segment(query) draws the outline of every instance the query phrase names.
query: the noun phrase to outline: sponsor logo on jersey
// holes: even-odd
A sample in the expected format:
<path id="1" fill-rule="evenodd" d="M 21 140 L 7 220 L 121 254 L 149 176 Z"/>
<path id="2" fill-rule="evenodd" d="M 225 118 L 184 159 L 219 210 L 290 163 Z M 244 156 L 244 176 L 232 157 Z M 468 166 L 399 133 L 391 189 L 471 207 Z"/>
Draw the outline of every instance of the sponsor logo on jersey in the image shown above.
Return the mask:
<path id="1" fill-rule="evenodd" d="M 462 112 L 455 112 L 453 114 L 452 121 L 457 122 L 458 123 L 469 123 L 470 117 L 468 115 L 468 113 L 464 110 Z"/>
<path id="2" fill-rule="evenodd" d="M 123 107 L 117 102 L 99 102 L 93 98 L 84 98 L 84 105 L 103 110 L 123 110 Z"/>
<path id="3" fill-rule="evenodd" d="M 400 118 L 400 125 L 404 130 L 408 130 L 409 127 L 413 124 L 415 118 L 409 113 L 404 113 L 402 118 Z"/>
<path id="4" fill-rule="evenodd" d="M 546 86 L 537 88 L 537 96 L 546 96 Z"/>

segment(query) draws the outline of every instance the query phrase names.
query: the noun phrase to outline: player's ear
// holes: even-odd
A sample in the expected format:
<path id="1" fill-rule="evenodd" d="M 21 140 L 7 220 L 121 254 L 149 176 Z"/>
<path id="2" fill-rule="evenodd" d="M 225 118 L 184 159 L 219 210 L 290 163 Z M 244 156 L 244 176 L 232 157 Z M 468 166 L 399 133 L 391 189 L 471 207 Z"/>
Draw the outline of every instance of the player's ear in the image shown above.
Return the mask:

==

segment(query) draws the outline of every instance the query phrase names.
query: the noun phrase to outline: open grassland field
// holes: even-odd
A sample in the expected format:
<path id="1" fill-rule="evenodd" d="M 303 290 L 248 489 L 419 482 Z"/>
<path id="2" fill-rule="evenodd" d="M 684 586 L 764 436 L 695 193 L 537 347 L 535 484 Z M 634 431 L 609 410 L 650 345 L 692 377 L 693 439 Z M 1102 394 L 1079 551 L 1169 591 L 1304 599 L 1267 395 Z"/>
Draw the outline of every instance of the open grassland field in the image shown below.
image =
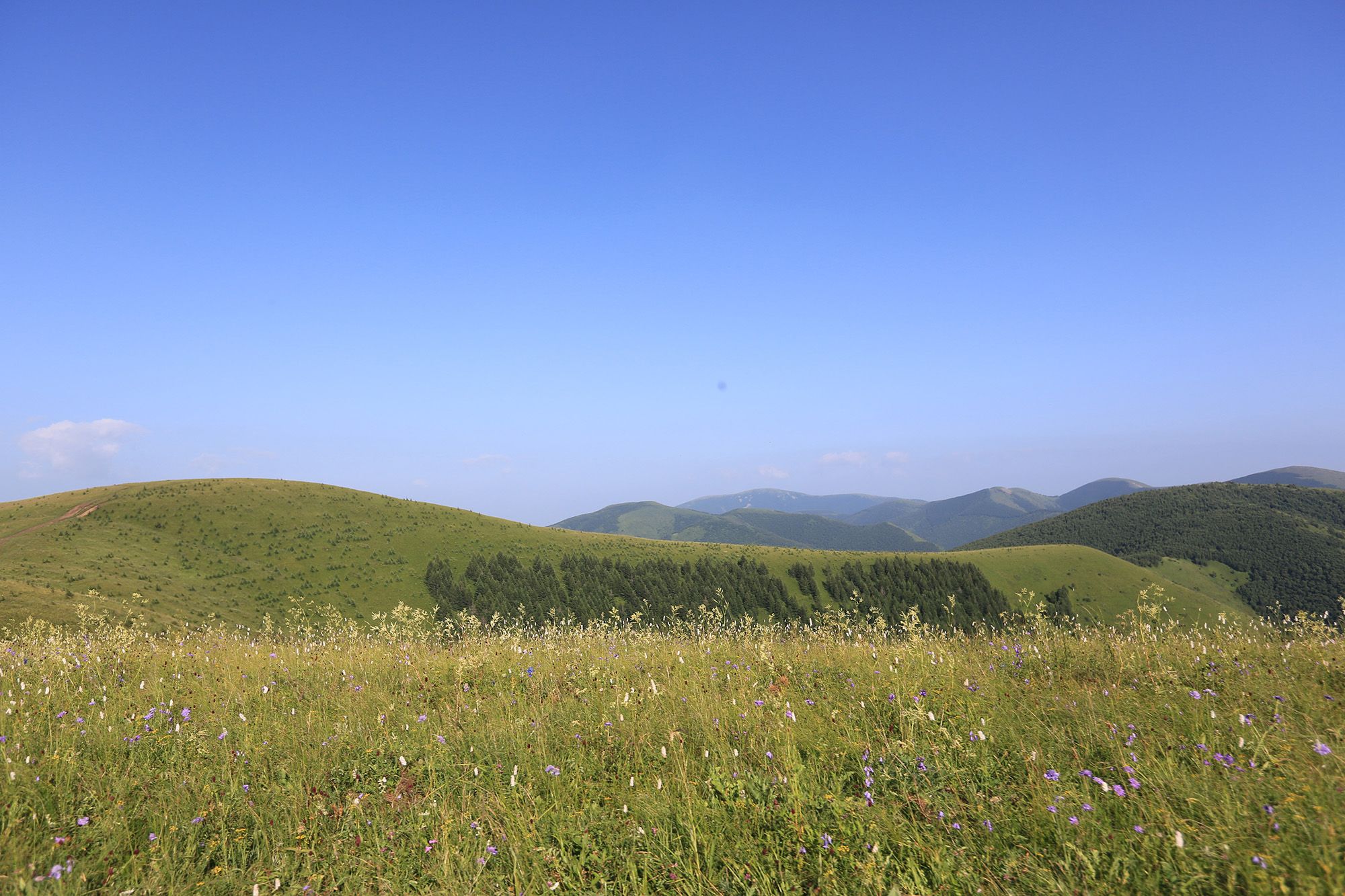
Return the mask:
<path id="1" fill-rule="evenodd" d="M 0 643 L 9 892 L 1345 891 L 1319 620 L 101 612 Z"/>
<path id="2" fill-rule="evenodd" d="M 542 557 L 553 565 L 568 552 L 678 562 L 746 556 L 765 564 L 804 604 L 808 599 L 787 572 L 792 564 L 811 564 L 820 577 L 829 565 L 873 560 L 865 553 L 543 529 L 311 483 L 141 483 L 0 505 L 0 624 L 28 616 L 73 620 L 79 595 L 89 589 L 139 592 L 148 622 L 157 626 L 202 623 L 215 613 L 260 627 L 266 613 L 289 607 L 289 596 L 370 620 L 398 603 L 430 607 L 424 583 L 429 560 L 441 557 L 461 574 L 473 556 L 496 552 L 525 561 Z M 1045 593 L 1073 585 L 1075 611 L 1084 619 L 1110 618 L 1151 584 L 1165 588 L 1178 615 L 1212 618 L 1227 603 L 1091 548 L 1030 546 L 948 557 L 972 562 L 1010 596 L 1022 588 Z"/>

---

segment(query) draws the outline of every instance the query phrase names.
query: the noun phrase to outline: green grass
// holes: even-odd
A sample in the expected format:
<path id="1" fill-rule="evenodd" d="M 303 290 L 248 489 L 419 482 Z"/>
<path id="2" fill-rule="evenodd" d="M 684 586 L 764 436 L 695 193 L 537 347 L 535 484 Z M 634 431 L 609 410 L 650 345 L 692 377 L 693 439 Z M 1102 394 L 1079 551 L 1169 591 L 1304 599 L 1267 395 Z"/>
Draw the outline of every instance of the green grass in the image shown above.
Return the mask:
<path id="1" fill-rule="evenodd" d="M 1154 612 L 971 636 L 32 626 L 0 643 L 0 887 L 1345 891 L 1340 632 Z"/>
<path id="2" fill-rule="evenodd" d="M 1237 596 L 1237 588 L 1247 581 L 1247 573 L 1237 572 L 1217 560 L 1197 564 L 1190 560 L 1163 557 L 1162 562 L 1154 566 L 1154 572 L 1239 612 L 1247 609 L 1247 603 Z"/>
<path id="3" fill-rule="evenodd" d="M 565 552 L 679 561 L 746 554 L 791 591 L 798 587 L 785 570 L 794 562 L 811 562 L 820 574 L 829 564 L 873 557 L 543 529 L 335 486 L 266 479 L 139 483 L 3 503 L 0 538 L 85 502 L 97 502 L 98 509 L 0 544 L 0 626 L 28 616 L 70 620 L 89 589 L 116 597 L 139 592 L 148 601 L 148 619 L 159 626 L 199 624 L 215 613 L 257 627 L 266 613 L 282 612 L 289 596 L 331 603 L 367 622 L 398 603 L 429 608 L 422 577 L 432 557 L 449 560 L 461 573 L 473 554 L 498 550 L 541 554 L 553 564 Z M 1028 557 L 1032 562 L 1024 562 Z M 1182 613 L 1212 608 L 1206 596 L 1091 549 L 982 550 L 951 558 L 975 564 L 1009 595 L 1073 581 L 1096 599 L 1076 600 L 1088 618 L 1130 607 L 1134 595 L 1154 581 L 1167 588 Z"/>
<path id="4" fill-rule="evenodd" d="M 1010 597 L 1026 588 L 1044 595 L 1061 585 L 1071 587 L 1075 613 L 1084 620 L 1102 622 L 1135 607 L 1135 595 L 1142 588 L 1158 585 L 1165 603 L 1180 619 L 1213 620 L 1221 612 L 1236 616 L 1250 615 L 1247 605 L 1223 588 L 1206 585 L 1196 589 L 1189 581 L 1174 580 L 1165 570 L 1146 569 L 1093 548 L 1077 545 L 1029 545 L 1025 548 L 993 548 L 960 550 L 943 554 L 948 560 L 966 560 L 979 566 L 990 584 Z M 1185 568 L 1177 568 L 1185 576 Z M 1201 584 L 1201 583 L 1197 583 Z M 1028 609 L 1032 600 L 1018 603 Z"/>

• **Exercise goal**
Identify every line in the entries above that contains the word "jersey", and copy each of those lines in full. Matching is case-sensitive.

• **Task solution**
query: the noun phrase to outline: sponsor logo on jersey
Draw the outline of every instance of the sponsor logo on jersey in the image shown above.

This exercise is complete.